### WHAT THIS TASK INVOLVES
Use the entries below and reproduce exactly the lines from the one containing "Target: tall wooden post" down to the one containing "Target: arrow-shaped sign", both of them included.

(Stored entries)
::::
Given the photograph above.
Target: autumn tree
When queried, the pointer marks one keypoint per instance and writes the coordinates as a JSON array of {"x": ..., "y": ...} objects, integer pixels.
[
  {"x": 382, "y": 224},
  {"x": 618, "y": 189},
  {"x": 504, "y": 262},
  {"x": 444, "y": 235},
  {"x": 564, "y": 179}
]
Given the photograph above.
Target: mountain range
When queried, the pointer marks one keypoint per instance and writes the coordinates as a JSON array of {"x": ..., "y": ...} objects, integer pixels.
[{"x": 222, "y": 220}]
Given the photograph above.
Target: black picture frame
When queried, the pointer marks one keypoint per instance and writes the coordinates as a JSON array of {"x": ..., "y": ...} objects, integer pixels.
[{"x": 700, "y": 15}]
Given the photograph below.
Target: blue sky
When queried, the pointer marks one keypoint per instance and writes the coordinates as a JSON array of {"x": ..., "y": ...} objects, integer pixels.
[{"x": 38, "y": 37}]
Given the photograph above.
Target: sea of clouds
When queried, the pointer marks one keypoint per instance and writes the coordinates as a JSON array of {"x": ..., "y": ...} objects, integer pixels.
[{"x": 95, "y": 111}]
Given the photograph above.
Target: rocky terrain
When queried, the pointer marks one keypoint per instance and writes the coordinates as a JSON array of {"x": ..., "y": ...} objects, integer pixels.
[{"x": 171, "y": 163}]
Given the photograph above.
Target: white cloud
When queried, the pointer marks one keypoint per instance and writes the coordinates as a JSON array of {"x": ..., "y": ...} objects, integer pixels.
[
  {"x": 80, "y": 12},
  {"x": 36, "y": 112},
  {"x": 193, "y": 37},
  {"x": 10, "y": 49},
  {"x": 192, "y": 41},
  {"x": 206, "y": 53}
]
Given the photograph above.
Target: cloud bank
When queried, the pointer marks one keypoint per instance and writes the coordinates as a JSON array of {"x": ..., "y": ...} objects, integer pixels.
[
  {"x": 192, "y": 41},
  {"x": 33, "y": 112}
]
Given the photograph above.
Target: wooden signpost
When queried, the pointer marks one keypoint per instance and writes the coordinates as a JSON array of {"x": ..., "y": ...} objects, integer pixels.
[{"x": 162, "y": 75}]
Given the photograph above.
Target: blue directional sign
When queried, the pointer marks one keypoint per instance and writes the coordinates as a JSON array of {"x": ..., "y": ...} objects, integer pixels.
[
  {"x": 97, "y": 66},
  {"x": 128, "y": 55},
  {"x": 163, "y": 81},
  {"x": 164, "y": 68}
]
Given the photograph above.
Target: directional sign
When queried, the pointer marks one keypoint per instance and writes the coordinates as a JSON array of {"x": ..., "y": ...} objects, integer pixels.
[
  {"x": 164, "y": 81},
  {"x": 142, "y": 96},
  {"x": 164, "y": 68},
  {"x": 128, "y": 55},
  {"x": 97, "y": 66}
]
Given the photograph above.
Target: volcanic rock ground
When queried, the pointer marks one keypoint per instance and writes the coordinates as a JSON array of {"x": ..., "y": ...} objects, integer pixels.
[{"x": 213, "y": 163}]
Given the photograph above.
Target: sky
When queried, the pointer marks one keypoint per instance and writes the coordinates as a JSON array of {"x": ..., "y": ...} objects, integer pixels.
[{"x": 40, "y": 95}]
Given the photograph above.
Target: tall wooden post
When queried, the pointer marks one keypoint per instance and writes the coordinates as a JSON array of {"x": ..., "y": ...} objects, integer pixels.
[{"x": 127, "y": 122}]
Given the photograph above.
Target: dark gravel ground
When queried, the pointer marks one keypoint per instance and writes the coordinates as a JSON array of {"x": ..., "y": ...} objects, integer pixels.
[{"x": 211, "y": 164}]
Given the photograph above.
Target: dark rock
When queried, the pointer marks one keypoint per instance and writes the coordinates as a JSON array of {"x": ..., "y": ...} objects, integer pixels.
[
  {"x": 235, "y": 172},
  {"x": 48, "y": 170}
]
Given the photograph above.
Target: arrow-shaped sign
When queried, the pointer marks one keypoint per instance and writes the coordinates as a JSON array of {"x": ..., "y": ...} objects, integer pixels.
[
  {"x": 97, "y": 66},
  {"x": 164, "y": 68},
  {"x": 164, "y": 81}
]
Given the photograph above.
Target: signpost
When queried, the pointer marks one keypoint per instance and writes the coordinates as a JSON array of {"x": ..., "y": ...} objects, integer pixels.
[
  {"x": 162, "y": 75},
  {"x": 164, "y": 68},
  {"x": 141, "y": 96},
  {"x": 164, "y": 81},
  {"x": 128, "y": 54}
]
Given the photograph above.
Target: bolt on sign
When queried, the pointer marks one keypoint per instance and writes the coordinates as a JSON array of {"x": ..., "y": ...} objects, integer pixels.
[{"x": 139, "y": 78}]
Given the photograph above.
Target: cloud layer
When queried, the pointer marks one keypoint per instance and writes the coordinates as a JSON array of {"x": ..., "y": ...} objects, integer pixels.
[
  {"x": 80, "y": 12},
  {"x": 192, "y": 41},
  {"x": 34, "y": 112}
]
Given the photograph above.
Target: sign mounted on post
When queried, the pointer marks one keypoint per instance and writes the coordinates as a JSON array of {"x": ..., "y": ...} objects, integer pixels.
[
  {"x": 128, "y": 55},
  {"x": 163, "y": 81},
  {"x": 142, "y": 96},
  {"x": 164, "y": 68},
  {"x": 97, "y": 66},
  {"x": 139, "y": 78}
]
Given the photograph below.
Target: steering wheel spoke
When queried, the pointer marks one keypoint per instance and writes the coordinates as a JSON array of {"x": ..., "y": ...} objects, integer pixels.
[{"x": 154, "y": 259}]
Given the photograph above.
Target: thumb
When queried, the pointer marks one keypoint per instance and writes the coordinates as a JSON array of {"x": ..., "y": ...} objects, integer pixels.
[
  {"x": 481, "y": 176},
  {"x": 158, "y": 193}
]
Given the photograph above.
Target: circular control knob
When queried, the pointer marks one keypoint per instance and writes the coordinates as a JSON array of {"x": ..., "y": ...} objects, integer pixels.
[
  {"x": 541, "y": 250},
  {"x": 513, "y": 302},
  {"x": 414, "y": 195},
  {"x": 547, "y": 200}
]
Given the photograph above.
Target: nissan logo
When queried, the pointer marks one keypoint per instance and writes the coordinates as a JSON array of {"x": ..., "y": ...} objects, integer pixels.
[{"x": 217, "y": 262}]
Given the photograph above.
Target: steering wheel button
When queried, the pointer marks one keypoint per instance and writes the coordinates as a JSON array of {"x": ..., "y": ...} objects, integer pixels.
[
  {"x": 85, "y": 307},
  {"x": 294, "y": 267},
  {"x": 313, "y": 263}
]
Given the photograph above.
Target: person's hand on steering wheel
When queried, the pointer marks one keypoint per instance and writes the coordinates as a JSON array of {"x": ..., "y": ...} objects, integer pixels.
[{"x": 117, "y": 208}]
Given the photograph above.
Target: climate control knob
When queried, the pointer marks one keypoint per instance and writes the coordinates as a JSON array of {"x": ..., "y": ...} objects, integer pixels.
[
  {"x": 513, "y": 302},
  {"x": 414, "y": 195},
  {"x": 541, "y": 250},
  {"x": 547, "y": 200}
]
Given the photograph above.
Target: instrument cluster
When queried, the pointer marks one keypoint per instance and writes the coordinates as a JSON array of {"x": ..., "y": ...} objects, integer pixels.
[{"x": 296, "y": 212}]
::::
### ANSWER BOX
Target: tall wooden post
When queried, the pointer marks one keypoint per instance and writes the coordinates as a JSON array of {"x": ..., "y": ...} objects, integer pixels.
[{"x": 127, "y": 122}]
Given the photograph above.
Target: dark gravel ground
When queried, the pointer marks one keypoint per instance and writes the coordinates as a JSON array of {"x": ..., "y": ...} objects, integer pixels.
[{"x": 211, "y": 164}]
Given the photograph above.
Target: dark rock
When queried, the pointer marks one keypoint per instance and writes the coordinates as a JSON array of {"x": ..., "y": ...} objects, integer pixels.
[
  {"x": 235, "y": 172},
  {"x": 48, "y": 170}
]
Given the photograph above.
Target: arrow-shaped sign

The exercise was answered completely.